__TASK GOAL__: Quote the listing below word for word, starting at the line that contains "Identify the bear's mouth, giving" and running through its final line, with both ends included.

━━━━━ DATA SHOWN

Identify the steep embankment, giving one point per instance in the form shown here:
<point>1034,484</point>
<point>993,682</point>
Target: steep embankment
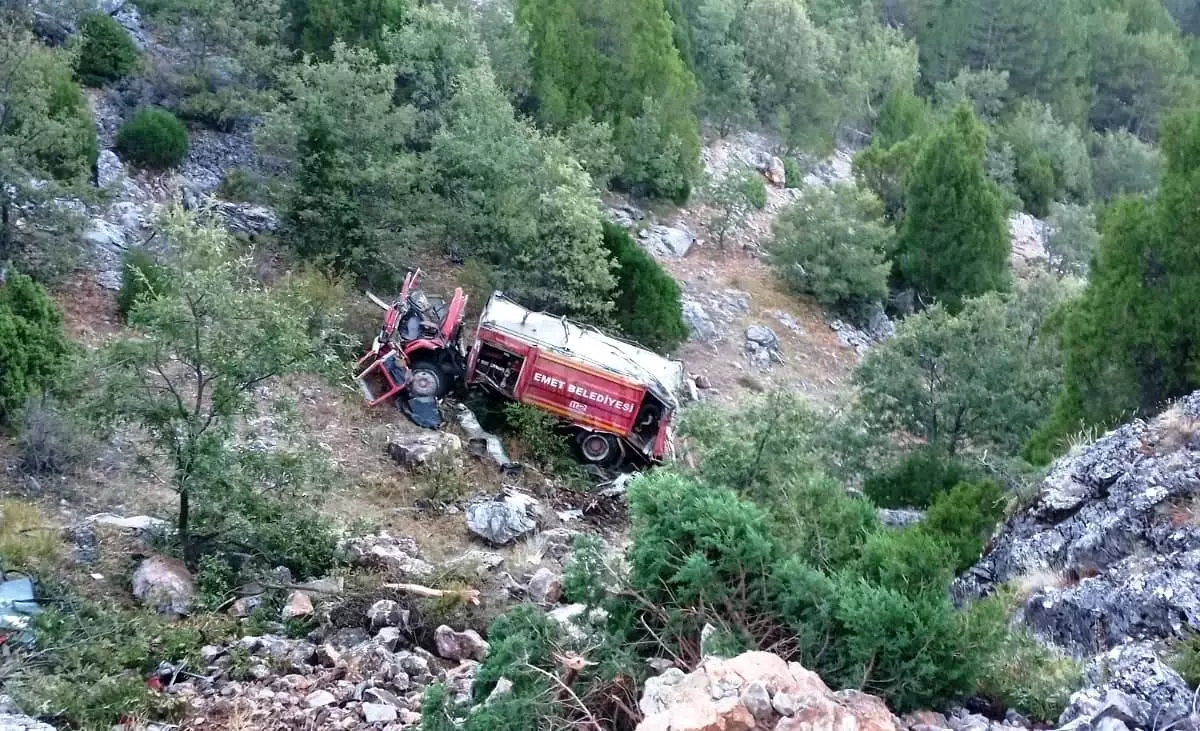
<point>1107,563</point>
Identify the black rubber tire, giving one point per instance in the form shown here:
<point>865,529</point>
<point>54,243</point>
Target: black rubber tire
<point>427,378</point>
<point>599,448</point>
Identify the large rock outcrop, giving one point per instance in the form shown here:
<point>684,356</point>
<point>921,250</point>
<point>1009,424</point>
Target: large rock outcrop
<point>1107,562</point>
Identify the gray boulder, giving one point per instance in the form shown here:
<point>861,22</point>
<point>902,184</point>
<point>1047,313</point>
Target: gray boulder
<point>165,585</point>
<point>460,646</point>
<point>667,241</point>
<point>504,520</point>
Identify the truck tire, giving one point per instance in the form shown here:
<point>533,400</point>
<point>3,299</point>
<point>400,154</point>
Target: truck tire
<point>599,448</point>
<point>427,379</point>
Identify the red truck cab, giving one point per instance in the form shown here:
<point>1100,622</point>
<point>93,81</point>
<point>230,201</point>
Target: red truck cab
<point>621,397</point>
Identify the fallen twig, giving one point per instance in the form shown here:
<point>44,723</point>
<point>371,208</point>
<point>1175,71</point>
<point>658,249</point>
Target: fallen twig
<point>468,595</point>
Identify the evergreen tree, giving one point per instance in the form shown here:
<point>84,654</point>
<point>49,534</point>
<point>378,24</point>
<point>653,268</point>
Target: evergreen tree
<point>954,240</point>
<point>1133,340</point>
<point>616,61</point>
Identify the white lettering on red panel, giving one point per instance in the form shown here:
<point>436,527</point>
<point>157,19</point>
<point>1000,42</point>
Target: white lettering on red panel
<point>582,391</point>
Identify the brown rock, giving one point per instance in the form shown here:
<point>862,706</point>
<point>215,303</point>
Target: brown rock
<point>298,605</point>
<point>924,718</point>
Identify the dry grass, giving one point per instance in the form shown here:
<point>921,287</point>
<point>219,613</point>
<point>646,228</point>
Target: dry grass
<point>1175,430</point>
<point>28,540</point>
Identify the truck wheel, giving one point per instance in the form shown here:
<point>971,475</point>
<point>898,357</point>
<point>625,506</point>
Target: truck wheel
<point>427,379</point>
<point>599,448</point>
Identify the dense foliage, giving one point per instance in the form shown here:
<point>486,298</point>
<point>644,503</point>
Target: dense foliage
<point>1131,340</point>
<point>953,243</point>
<point>833,244</point>
<point>106,53</point>
<point>153,138</point>
<point>34,349</point>
<point>647,304</point>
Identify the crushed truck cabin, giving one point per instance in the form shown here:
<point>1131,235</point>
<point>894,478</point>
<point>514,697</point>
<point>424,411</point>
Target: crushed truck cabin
<point>618,399</point>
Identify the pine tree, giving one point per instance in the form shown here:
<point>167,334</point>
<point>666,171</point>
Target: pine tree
<point>1133,341</point>
<point>954,241</point>
<point>616,61</point>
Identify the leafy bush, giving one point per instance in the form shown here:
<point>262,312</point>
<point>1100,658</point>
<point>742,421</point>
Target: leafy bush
<point>916,480</point>
<point>1187,659</point>
<point>833,244</point>
<point>647,297</point>
<point>96,659</point>
<point>142,276</point>
<point>1030,677</point>
<point>107,53</point>
<point>154,138</point>
<point>964,519</point>
<point>34,349</point>
<point>51,438</point>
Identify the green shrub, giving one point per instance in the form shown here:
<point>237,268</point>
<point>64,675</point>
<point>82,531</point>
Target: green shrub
<point>107,53</point>
<point>916,480</point>
<point>1032,678</point>
<point>910,561</point>
<point>52,439</point>
<point>34,349</point>
<point>647,297</point>
<point>793,174</point>
<point>154,138</point>
<point>95,659</point>
<point>1187,659</point>
<point>142,277</point>
<point>964,519</point>
<point>277,531</point>
<point>833,244</point>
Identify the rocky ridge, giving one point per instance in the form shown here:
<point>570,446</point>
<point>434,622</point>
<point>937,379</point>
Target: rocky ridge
<point>1107,564</point>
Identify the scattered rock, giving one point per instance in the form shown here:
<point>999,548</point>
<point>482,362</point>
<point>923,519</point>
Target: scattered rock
<point>667,241</point>
<point>387,612</point>
<point>545,587</point>
<point>400,556</point>
<point>775,173</point>
<point>503,520</point>
<point>165,585</point>
<point>318,699</point>
<point>298,605</point>
<point>460,646</point>
<point>378,713</point>
<point>245,606</point>
<point>109,171</point>
<point>415,449</point>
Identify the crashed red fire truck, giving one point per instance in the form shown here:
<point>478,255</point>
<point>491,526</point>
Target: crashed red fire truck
<point>618,399</point>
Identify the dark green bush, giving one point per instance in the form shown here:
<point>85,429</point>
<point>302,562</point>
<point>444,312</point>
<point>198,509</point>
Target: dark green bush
<point>34,349</point>
<point>793,174</point>
<point>915,481</point>
<point>154,138</point>
<point>142,277</point>
<point>107,52</point>
<point>647,297</point>
<point>95,659</point>
<point>964,519</point>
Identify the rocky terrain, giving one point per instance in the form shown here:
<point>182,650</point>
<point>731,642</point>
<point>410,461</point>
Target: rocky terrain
<point>1105,559</point>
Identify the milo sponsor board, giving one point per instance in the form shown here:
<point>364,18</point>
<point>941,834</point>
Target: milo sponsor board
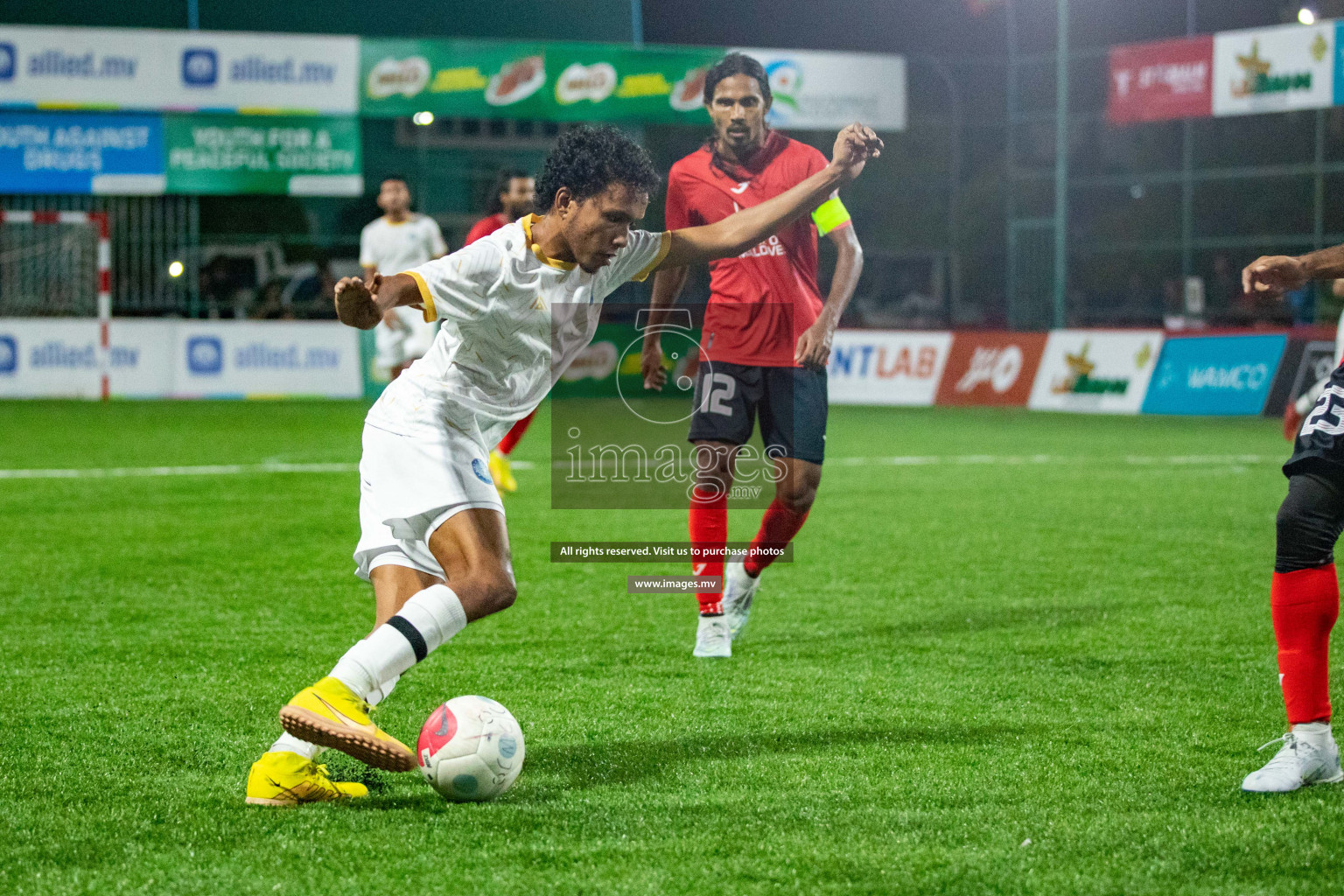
<point>571,80</point>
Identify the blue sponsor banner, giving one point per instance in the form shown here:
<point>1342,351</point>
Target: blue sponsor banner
<point>80,153</point>
<point>1215,375</point>
<point>1339,63</point>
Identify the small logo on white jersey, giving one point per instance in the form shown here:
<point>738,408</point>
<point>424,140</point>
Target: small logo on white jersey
<point>521,277</point>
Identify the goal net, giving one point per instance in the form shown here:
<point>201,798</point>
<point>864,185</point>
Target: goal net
<point>52,263</point>
<point>58,263</point>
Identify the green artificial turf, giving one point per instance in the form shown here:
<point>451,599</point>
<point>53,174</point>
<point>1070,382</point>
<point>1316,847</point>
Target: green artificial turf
<point>1037,662</point>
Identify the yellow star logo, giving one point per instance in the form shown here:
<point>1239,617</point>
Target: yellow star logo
<point>1253,65</point>
<point>1319,47</point>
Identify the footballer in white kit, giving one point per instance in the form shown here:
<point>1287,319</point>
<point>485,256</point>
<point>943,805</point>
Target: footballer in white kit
<point>512,321</point>
<point>398,241</point>
<point>516,308</point>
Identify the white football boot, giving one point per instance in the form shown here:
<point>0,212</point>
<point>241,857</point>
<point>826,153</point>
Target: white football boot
<point>712,639</point>
<point>1308,757</point>
<point>738,590</point>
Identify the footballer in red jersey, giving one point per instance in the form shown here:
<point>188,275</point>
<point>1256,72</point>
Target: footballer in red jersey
<point>514,196</point>
<point>766,336</point>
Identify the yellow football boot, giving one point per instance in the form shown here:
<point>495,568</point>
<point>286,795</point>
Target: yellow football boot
<point>331,715</point>
<point>288,780</point>
<point>501,472</point>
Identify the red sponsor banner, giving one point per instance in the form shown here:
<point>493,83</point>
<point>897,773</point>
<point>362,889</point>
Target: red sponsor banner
<point>1161,80</point>
<point>990,368</point>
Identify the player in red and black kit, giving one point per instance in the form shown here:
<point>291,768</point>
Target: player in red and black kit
<point>512,196</point>
<point>766,336</point>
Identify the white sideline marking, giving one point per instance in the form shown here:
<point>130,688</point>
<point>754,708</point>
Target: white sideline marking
<point>214,469</point>
<point>913,459</point>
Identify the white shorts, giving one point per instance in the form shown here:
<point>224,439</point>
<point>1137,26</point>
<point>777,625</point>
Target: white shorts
<point>396,346</point>
<point>411,485</point>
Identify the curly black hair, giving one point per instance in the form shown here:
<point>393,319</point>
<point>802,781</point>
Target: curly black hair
<point>588,160</point>
<point>737,63</point>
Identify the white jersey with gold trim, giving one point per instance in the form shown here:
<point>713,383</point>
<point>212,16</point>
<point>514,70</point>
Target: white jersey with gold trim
<point>512,321</point>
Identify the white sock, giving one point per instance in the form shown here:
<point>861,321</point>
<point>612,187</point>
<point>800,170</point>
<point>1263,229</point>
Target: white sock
<point>428,620</point>
<point>1312,730</point>
<point>382,692</point>
<point>290,743</point>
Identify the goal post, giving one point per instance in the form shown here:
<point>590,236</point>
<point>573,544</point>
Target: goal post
<point>58,263</point>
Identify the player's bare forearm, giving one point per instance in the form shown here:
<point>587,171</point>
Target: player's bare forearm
<point>845,280</point>
<point>735,234</point>
<point>667,285</point>
<point>741,231</point>
<point>1278,274</point>
<point>1326,263</point>
<point>814,346</point>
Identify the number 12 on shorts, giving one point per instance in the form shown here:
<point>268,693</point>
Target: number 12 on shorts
<point>1326,416</point>
<point>717,391</point>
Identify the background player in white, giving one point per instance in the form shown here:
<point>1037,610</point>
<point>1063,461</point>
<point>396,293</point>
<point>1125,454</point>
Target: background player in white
<point>398,241</point>
<point>518,306</point>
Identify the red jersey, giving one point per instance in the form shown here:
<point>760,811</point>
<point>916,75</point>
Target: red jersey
<point>765,298</point>
<point>486,226</point>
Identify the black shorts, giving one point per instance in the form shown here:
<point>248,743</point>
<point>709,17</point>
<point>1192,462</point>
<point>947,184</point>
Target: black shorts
<point>790,401</point>
<point>1320,444</point>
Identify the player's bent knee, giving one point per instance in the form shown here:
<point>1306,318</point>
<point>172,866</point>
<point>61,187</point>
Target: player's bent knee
<point>486,592</point>
<point>1306,526</point>
<point>799,501</point>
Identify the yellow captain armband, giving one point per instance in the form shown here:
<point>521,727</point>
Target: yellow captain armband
<point>830,215</point>
<point>426,298</point>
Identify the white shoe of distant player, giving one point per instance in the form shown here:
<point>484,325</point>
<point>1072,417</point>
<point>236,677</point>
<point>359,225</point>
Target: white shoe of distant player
<point>738,590</point>
<point>712,639</point>
<point>1306,758</point>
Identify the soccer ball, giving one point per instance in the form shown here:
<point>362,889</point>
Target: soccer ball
<point>471,750</point>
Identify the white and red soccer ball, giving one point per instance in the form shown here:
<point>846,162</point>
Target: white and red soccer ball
<point>471,750</point>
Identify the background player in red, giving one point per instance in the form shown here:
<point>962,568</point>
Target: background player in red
<point>1306,595</point>
<point>512,196</point>
<point>766,336</point>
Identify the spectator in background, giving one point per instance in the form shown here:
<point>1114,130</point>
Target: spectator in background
<point>311,293</point>
<point>396,242</point>
<point>512,196</point>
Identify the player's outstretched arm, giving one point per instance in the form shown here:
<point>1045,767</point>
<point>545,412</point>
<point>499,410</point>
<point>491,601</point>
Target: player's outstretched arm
<point>667,286</point>
<point>1278,274</point>
<point>361,305</point>
<point>735,234</point>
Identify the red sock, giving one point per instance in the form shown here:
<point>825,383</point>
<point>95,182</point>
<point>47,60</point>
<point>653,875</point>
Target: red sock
<point>779,526</point>
<point>710,529</point>
<point>511,438</point>
<point>1306,605</point>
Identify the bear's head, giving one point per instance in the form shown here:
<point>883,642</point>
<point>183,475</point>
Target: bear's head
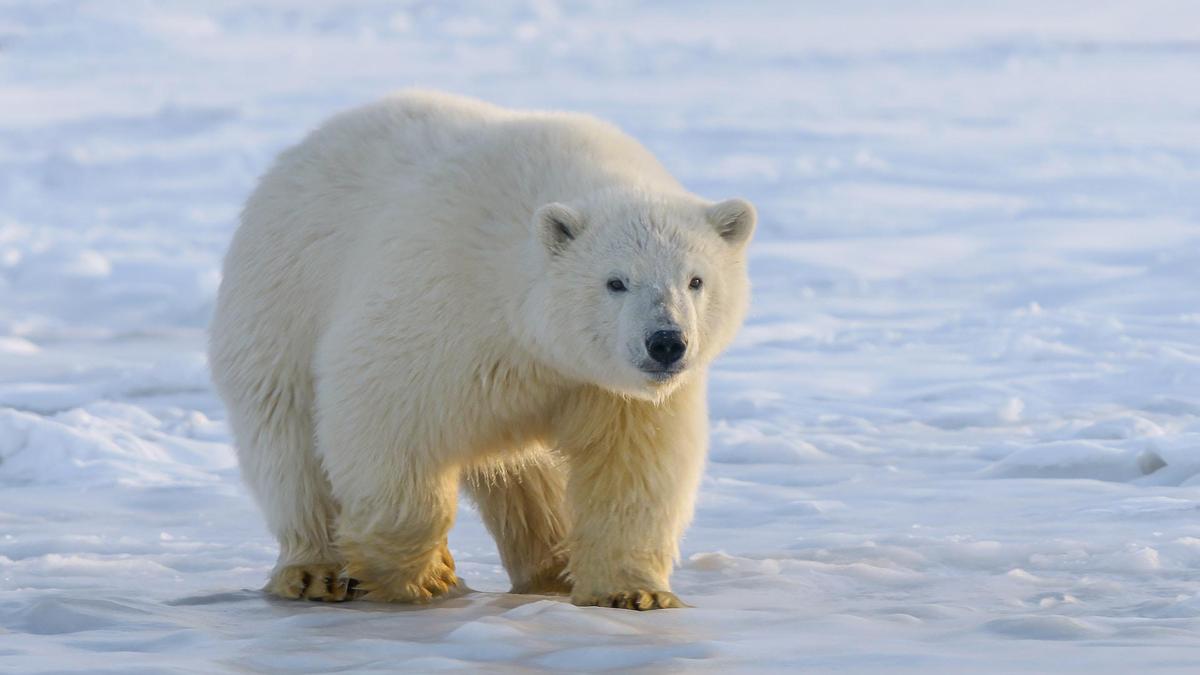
<point>640,291</point>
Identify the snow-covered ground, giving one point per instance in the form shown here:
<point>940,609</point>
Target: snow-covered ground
<point>959,432</point>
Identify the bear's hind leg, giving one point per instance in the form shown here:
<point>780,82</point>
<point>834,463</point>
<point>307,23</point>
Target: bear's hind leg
<point>522,503</point>
<point>395,541</point>
<point>273,424</point>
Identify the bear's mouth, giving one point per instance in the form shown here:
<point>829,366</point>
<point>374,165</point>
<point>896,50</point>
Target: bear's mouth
<point>661,374</point>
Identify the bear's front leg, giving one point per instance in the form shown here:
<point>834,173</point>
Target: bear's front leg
<point>634,471</point>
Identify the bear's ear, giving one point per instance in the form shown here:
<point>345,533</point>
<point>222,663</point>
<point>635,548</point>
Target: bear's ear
<point>557,225</point>
<point>733,220</point>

━━━━━━━━━━

__SOLUTION__:
Identify the bear's mouth, giving one point per instance in the form shown here:
<point>829,366</point>
<point>374,165</point>
<point>896,50</point>
Target: bear's mouth
<point>661,374</point>
Identify the bear's front leg, giving one point per instance in the form shown here:
<point>834,173</point>
Target: bear's front leg
<point>634,471</point>
Identify the bear's ear, giving one point per instance in the form shown here:
<point>345,533</point>
<point>222,663</point>
<point>635,548</point>
Target: bear's ear
<point>557,225</point>
<point>733,220</point>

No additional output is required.